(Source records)
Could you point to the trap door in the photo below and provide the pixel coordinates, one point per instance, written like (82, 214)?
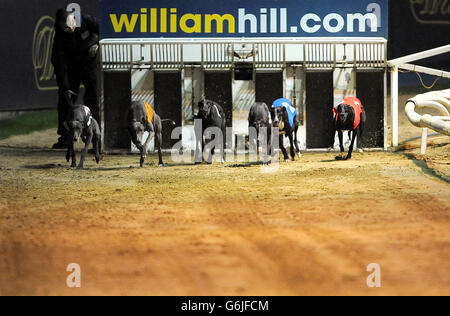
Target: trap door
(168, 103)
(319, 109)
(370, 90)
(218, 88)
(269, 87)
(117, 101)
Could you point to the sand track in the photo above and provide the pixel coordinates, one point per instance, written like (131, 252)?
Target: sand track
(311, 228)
---
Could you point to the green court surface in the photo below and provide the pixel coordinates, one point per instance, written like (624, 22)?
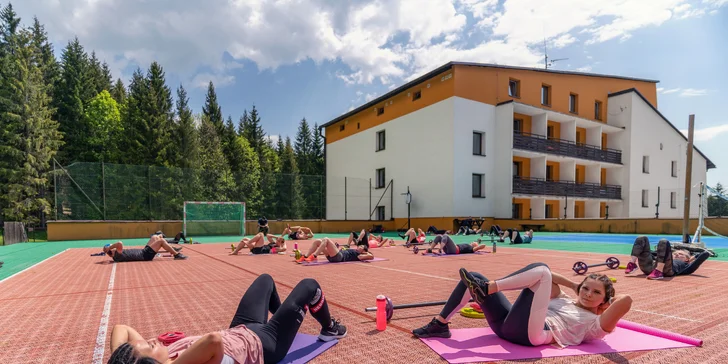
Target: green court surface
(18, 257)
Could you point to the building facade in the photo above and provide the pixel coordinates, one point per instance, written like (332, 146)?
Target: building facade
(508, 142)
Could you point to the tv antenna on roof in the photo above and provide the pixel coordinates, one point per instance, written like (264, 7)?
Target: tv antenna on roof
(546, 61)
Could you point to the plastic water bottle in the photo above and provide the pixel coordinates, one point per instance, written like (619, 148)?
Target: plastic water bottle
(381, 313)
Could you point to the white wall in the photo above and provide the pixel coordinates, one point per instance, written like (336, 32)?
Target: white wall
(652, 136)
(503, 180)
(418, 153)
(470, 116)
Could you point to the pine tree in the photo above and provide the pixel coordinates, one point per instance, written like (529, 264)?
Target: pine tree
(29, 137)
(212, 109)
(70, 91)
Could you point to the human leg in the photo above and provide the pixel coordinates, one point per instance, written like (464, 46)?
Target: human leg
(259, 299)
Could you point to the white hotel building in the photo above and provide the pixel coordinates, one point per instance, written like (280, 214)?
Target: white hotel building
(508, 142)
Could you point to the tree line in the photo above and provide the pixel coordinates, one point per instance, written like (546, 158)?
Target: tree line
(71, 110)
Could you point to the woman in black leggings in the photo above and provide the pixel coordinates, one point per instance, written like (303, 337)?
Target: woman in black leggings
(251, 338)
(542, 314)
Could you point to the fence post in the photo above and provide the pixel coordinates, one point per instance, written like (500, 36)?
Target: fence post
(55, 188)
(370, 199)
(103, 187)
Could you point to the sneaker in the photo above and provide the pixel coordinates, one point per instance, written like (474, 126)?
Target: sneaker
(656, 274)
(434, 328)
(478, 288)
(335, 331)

### WHAT TO PRODUCE
Look through the entries above and find each line where the word "below" occurs; copy those lines.

### RESULT FOR THIS TASK
Could you point to the trap door in the photo below and provide the pixel coordinates, one point per instance, written like (82, 214)?
Could you point to the green court surface in the photo below and provide the pixel coordinates, one point per instance, written like (624, 22)?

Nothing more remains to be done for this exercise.